## Referring expression data
============

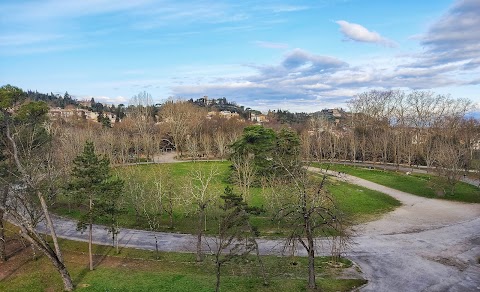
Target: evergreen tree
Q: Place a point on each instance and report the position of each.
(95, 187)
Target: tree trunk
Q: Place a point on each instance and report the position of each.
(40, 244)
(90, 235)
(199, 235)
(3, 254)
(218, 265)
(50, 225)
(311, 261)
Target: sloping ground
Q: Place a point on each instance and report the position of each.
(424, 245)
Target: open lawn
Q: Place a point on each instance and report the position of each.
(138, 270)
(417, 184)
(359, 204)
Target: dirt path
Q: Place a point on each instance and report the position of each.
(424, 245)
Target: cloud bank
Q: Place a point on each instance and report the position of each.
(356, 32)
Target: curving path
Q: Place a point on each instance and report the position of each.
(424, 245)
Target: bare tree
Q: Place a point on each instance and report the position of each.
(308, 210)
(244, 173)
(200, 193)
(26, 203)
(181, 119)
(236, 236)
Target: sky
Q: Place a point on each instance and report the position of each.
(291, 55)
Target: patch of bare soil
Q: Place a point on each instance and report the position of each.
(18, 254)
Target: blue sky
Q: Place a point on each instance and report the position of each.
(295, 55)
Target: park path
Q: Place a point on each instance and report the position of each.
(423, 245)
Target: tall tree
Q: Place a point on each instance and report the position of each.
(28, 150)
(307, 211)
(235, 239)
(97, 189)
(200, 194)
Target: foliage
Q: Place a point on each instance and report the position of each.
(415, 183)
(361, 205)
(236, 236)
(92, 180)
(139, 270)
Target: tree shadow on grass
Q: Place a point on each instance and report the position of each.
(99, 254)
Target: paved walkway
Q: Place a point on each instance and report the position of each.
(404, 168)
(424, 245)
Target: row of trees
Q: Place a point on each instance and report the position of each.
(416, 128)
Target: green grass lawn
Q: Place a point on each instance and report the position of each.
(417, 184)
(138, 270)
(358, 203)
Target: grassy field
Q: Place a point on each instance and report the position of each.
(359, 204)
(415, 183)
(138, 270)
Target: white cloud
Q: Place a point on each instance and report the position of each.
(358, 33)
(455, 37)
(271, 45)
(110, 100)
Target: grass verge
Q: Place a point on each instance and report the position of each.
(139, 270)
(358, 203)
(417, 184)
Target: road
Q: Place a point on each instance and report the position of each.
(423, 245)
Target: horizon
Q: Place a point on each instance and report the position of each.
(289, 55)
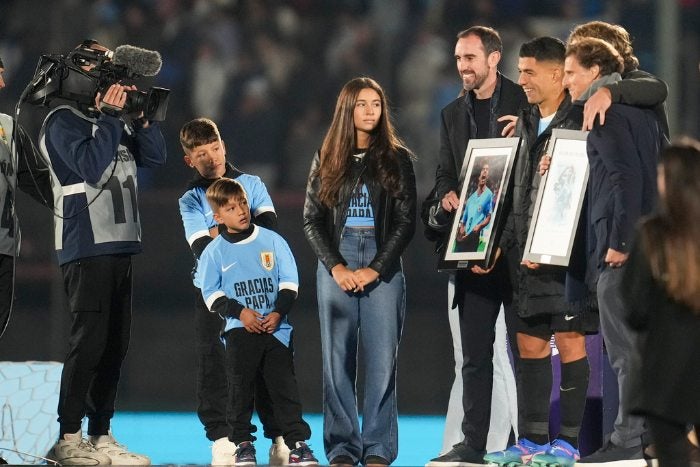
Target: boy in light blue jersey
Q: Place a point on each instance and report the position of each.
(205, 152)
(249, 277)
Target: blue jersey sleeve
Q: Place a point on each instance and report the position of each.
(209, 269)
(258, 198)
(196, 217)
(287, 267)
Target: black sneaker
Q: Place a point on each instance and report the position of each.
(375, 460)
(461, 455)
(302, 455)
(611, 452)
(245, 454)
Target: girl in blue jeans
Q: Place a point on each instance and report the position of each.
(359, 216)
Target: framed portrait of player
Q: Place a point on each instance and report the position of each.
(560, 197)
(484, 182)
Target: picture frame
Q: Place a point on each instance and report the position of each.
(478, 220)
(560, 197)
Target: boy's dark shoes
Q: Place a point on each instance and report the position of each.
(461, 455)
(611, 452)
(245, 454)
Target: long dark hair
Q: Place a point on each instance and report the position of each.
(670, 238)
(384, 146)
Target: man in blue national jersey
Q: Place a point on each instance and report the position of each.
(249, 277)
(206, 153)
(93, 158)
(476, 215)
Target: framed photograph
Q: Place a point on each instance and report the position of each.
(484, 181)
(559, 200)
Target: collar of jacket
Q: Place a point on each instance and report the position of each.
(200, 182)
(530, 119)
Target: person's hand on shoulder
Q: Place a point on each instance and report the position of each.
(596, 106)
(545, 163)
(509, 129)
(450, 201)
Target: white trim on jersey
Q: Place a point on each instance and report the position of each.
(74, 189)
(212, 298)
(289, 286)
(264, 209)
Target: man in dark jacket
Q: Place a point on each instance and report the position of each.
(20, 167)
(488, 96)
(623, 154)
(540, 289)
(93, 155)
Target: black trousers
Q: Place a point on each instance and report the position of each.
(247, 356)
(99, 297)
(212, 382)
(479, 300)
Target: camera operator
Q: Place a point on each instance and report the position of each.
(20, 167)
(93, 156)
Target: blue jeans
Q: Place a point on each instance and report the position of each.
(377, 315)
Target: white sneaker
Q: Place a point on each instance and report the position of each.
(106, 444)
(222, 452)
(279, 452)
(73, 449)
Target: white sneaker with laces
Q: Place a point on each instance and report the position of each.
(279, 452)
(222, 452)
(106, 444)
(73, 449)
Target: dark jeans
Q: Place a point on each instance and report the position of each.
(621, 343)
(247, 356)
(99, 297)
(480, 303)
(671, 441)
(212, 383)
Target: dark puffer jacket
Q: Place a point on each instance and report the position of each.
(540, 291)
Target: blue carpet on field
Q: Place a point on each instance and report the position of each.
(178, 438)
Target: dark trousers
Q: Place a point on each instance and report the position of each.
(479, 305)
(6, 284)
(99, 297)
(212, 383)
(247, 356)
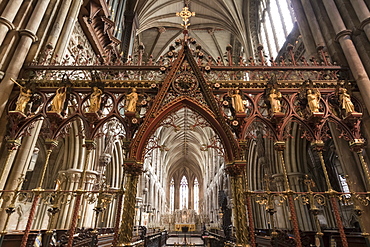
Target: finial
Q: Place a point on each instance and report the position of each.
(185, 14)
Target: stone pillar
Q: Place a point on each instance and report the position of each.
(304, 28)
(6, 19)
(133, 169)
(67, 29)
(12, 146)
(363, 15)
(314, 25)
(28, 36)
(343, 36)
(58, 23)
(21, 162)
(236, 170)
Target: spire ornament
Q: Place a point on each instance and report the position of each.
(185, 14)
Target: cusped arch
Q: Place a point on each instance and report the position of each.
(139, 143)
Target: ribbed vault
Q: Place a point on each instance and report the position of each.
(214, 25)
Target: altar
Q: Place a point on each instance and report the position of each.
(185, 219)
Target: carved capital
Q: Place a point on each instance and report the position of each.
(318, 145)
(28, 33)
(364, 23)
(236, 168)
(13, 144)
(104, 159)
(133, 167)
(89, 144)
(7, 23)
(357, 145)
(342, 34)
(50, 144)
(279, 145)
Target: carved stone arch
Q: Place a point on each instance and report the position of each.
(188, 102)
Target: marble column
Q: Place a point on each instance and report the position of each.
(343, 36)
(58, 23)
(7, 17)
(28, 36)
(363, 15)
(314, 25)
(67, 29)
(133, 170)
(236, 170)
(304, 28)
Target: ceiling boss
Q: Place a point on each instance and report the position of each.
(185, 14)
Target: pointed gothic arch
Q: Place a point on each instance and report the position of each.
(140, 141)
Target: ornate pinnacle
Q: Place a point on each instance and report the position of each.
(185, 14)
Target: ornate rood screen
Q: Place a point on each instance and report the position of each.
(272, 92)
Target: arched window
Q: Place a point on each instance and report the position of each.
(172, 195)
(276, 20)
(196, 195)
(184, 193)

============

## Exercise directions
Look through the entries above for the word "jacket". Copy every line where it shows up.

## Output of the exercise
Target: collar of jacket
Target: man in dark jacket
Target: dark puffer jacket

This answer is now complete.